▶ **Your task**
Find the line with "zucchini, each point like" in the entries below, then reproduce it and every line after it down to and including the line with "jar, each point like", exactly.

──────── Records for the exercise ────────

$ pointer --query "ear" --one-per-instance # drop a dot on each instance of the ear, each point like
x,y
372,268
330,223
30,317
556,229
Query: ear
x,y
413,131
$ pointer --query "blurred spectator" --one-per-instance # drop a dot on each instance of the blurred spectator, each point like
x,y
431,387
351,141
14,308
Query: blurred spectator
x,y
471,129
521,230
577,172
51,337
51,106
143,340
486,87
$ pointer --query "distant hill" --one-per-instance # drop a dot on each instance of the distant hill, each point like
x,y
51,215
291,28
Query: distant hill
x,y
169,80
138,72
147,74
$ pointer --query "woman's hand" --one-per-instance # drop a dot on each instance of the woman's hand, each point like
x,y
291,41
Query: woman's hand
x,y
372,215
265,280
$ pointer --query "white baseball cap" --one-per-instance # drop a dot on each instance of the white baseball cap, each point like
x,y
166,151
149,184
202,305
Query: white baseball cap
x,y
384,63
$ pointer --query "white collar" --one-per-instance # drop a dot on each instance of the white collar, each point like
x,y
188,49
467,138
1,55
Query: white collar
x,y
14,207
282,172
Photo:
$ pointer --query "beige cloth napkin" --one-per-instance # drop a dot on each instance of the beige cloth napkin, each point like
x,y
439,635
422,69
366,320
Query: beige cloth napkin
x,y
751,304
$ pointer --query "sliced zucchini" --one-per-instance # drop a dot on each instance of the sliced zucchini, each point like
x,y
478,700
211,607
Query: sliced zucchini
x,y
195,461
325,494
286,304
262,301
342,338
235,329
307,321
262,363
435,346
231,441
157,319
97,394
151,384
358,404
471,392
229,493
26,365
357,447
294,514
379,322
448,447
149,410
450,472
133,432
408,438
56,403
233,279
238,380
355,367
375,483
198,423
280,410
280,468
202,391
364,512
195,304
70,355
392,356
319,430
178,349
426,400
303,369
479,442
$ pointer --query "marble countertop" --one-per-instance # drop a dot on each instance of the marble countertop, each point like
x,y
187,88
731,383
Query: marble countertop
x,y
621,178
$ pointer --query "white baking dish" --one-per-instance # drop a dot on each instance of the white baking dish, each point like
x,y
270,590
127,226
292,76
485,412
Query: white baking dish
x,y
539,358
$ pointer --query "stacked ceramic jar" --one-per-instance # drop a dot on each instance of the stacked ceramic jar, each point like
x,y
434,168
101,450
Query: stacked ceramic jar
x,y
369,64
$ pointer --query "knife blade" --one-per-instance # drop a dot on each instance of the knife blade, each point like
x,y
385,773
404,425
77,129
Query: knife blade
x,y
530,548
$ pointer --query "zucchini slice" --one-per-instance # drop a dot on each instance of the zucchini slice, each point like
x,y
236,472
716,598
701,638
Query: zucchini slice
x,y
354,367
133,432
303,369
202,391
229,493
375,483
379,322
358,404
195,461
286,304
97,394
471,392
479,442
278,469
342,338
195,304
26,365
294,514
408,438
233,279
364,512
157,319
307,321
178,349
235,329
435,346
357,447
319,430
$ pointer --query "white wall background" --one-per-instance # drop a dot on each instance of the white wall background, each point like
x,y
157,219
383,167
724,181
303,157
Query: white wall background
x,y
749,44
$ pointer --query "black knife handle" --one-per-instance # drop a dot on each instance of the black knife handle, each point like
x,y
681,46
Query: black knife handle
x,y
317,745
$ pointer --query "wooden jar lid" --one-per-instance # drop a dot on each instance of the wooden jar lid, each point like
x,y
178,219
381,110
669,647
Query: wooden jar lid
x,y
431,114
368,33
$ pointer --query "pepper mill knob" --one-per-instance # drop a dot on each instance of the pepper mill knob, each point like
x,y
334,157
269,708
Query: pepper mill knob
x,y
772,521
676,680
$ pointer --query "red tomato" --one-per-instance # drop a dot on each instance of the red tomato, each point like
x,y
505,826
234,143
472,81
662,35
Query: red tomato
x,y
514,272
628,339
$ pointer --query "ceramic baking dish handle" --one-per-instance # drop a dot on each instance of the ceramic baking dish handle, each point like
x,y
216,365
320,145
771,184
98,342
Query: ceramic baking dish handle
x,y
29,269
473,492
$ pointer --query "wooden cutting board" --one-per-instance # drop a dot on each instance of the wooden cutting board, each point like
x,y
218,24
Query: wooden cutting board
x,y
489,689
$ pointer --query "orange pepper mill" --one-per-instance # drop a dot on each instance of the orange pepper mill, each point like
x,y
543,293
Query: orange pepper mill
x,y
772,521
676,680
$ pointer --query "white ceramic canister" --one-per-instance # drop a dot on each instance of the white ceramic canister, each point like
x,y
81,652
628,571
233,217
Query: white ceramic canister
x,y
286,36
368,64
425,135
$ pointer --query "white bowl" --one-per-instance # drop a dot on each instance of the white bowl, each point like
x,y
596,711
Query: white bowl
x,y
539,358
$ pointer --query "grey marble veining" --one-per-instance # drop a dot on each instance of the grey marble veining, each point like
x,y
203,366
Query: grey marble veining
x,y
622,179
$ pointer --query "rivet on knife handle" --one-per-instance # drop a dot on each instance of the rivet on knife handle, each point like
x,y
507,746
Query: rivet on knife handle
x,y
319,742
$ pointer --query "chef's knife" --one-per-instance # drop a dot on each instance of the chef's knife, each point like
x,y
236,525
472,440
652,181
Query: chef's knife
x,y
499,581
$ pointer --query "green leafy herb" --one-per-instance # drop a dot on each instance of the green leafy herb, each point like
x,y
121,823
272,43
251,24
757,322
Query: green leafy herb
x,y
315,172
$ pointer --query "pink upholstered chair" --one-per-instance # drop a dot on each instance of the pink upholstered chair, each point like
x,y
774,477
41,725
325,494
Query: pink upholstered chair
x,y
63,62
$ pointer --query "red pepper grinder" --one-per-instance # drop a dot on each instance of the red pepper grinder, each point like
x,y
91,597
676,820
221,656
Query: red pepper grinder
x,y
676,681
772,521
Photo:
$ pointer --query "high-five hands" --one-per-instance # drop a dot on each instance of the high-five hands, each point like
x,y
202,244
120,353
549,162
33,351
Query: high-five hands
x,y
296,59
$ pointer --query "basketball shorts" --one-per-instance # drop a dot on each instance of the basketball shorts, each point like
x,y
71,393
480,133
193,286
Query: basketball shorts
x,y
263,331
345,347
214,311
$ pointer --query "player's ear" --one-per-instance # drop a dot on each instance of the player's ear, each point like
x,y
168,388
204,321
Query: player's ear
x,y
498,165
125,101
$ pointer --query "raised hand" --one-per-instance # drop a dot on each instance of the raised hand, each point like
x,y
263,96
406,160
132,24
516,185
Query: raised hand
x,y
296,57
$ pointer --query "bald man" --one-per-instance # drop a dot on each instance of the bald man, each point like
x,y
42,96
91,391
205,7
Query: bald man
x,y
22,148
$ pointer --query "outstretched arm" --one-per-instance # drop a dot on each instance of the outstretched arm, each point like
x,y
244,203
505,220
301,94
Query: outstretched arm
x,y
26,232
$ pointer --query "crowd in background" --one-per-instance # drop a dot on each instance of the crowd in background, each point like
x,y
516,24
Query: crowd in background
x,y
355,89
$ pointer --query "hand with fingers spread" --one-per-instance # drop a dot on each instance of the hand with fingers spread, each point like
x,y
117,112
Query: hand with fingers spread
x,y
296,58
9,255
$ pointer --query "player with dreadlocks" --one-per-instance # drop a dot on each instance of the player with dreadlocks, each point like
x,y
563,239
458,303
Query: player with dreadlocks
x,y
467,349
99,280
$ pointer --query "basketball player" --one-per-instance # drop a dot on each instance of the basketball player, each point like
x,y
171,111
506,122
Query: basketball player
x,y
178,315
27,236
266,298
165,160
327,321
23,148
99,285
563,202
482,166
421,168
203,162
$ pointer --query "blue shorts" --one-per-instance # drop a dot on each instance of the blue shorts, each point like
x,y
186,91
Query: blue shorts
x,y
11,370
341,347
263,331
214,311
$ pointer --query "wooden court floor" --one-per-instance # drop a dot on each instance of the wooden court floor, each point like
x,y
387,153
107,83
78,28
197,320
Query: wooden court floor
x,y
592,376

────────

▶ **Answer space**
$ pointer --query "sliced zucchini" --one-per-instance # drop a dot on each instance of the sliced zucchini, each point like
x,y
478,700
211,607
Query: sliced zucchini
x,y
195,461
325,494
286,304
262,301
342,338
235,329
307,321
262,363
435,346
231,441
157,319
97,394
151,384
358,404
471,392
229,493
26,365
357,447
294,514
379,322
448,447
149,410
450,472
133,432
408,438
56,403
233,279
238,380
355,367
375,483
198,423
280,410
280,468
202,391
364,512
195,304
70,355
392,356
319,430
178,349
426,400
303,369
479,442
$ pointer --query "marble countertop" --one-per-instance # drop a dot on each instance of the marble countertop, each point like
x,y
187,88
731,383
Query: marble countertop
x,y
621,178
$ pointer --query "white baking dish" --one-per-instance # drop a dot on each instance of the white baking dish, each point like
x,y
270,590
127,226
292,76
485,412
Query: white baking dish
x,y
539,358
$ pointer --query "stacked ceramic jar" --one-per-instance # drop a dot on each instance of the stacked ceramic jar, each point like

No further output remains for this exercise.